Extrait du document.
== == ==

Ce sont les titres donnés par Haydn au moment de leurs compositions. Ce sont des œuvres pour clavecin, des œuvres de jeunesse composées pour les élèves du compositeur. Œuvres post-baroques, et non de style galant comme on pourrait le croire, elles sont abouties. Elles méritent d'être jouées tout autant que les œuvres plus tardives ! L'humour est déjà contagieux ! La virtuosité au service de celui-ci est déjà très développée. Le mouvement lent de Partita est un chef-d'oeuvre de profondeur et de simplicité. Le final du Divertimento pourrait être une sonate de Scarlatti.
Les deux sonates de Haydn ( 23 et 24) ont été composées à une époque où certains considèrent que la musique de Carl Philipp Emmanuel Bach l’a influencé, qu’en pensez-vous ?

== == ==

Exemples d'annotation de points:
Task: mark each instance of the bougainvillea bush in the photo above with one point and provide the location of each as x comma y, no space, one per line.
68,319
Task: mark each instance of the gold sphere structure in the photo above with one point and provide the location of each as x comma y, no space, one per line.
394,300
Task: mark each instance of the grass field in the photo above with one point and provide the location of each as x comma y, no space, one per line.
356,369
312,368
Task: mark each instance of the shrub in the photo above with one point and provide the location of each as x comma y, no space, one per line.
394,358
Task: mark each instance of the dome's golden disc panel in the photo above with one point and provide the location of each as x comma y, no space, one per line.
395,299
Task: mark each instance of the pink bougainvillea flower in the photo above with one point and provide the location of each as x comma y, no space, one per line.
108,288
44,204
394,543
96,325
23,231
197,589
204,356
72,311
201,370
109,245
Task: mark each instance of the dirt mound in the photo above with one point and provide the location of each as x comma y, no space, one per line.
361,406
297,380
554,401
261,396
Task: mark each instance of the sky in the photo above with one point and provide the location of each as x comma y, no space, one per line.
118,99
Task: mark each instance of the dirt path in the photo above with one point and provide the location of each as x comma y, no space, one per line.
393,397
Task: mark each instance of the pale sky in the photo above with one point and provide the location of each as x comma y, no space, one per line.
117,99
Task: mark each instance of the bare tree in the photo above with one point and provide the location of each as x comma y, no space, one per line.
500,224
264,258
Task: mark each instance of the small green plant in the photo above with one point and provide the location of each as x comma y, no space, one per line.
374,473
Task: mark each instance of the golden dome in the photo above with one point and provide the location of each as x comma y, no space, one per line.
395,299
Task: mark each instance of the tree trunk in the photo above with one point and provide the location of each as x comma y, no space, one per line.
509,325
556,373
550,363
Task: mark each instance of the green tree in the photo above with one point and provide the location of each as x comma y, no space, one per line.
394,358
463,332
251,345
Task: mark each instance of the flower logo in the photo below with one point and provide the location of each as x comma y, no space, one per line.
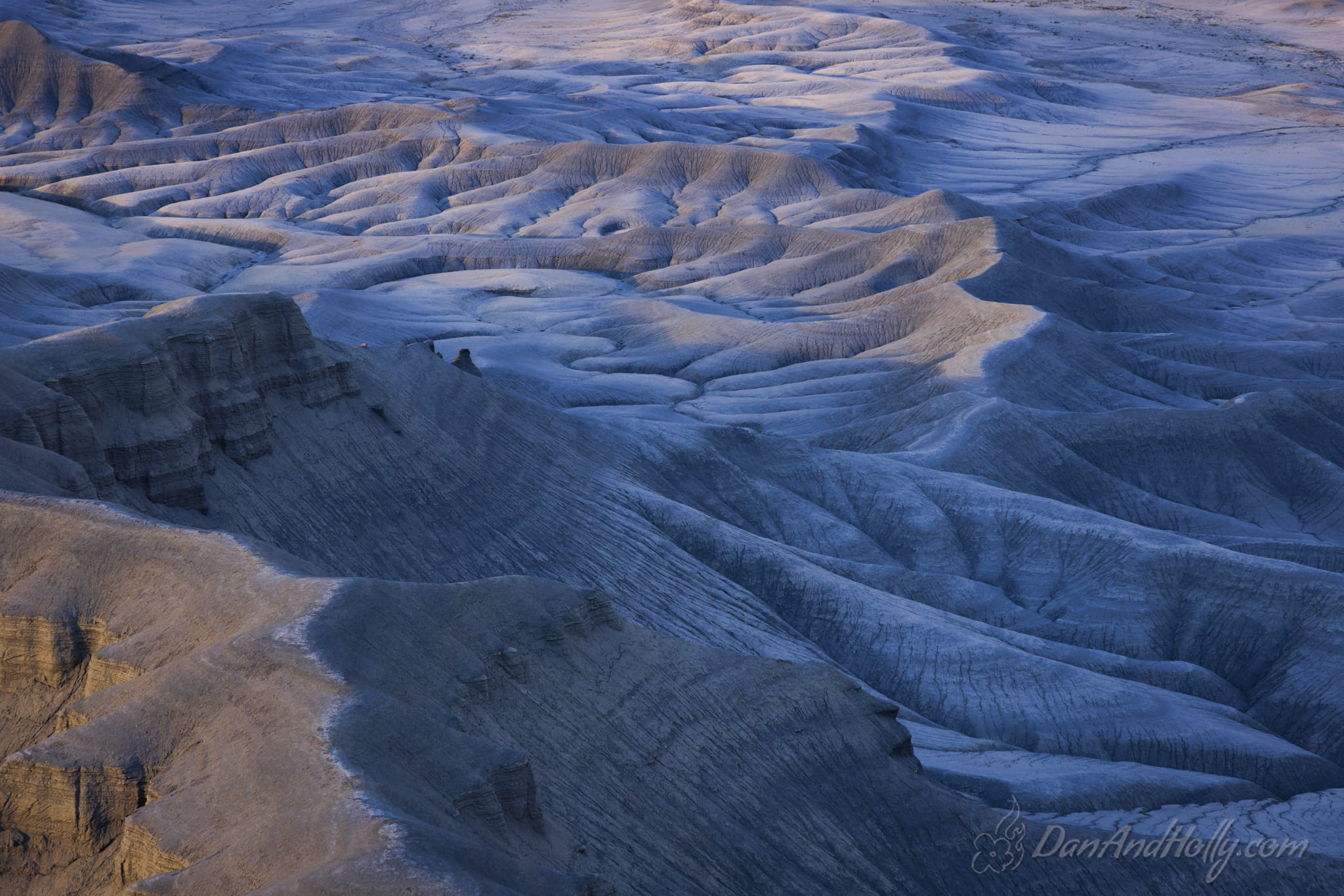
1001,849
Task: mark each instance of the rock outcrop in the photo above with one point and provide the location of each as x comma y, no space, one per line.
155,401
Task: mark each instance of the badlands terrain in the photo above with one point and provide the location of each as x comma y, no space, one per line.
890,413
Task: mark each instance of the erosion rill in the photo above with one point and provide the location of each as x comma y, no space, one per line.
569,446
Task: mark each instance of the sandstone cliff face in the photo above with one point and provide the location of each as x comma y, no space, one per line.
270,731
156,402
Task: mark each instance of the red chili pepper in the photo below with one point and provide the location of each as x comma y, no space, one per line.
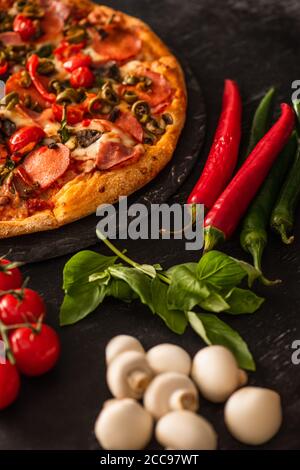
32,66
223,154
77,60
223,218
74,113
25,139
86,122
3,68
24,26
82,77
66,50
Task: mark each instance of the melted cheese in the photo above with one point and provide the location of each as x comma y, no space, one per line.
113,135
20,120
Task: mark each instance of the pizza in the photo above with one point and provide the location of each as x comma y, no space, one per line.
93,108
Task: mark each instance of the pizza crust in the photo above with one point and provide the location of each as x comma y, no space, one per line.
82,195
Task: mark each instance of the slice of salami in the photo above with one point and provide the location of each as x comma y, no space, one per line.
11,39
111,154
120,45
45,165
128,123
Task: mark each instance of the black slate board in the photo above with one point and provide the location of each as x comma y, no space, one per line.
257,43
81,234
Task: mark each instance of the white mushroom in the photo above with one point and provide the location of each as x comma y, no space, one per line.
170,391
120,344
169,358
253,415
123,425
184,430
216,373
128,375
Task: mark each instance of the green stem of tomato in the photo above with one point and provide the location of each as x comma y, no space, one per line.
125,258
8,351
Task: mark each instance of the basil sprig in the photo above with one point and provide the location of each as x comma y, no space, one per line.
181,296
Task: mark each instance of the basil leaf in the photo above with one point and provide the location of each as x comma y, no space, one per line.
185,290
220,270
215,303
147,269
120,290
250,270
174,319
243,301
81,301
214,331
138,282
82,265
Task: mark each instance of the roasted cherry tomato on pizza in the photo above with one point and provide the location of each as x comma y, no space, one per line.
22,305
9,384
10,275
77,60
66,50
35,352
25,27
82,77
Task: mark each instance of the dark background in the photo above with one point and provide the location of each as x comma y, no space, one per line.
256,43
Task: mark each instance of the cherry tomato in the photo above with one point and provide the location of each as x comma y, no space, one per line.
28,307
82,77
66,50
74,113
3,67
9,384
9,278
24,26
24,139
35,353
77,60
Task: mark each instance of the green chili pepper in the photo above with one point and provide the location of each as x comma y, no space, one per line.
254,235
283,215
261,120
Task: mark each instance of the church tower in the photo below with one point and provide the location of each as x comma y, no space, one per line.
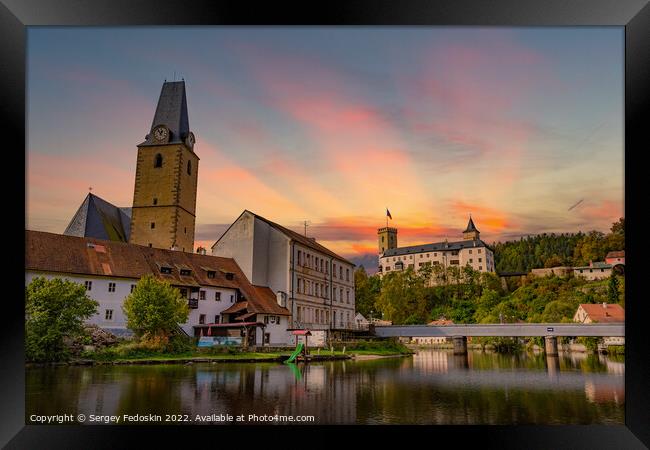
386,239
164,198
471,232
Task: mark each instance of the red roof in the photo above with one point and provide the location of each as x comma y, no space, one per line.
598,313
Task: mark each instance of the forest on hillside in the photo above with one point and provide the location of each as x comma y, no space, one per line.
552,250
467,296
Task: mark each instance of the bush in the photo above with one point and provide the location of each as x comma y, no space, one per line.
54,314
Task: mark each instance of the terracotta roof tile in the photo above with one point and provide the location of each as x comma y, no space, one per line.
597,313
49,252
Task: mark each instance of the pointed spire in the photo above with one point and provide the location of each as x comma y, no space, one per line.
171,112
470,226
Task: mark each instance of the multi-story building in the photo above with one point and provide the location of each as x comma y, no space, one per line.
316,284
471,251
217,291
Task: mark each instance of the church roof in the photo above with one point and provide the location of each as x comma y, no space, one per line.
470,226
171,112
100,219
436,246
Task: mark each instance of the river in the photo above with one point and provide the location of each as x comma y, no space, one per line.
430,387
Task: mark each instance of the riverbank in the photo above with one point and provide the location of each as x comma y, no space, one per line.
242,357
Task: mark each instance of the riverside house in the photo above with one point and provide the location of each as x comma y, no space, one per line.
216,289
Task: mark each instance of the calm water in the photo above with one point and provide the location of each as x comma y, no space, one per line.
431,387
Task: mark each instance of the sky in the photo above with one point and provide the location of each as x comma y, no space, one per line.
333,125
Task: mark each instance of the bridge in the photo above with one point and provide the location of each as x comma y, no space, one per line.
460,332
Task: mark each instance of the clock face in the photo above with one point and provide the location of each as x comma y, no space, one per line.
190,139
161,133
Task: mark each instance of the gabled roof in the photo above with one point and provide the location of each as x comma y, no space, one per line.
303,240
436,246
599,313
470,226
171,112
100,219
56,253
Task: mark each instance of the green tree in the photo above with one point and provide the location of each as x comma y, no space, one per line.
55,310
155,308
612,289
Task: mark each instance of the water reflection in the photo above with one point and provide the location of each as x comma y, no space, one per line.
431,387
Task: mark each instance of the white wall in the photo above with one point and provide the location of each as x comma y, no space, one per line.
237,243
115,300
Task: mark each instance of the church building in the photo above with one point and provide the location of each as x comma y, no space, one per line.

== == ==

Prolongez le texte sur les pièces de jeunesse pour clavecin de Haydn en reprenant juste après sa dernière phrase.

Il est évident que CPE Bach a fortement influencé Haydn à cette époque, sur le style, la forme. C'est un tout autre genre d'influence que celle qu'a eue Scarlatti sur sa manière d'aborder le clavier et de langage musical. Ces deux Sonates sont l'apogée des compositions de jeunesse de Haydn, si l'on peut encore parler de jeunesse. Elles sont totalement abouties. Haydn joue avec le clavier, les effets de contrastes sont géniaux, la virtuosité surprenante et jamais superficielle. Dans le dernier mouvement de la Sonate Hob XVI:24 il utilise son art subtil de la variation au service de cet éternel et infini humour. Quel panache !
Vous avez choisi de débuter votre disque par la sonate hobXVI/37 , qu’il a composé encore plus tard, que retrouvez-vous de "Scarlattien" en elle ?
Cette sonate je la lis comme un hommage de Haydn à Scarlatti. Elle comporte tout ce qui fait la musique de Scarlatti. Un humour ravageur, une virtuosité qui amuse l'interprète ! Puis ce contraste d'atmosphères avec un premier et dernier mouvements brillants et virtuoses entrecoupés d'un mouvement lent de trois lignes d'une profondeur lyrique époustouflante, d'une simplicité émouvante. L'une des plus belles pages du compositeur. Chiaro e scuro...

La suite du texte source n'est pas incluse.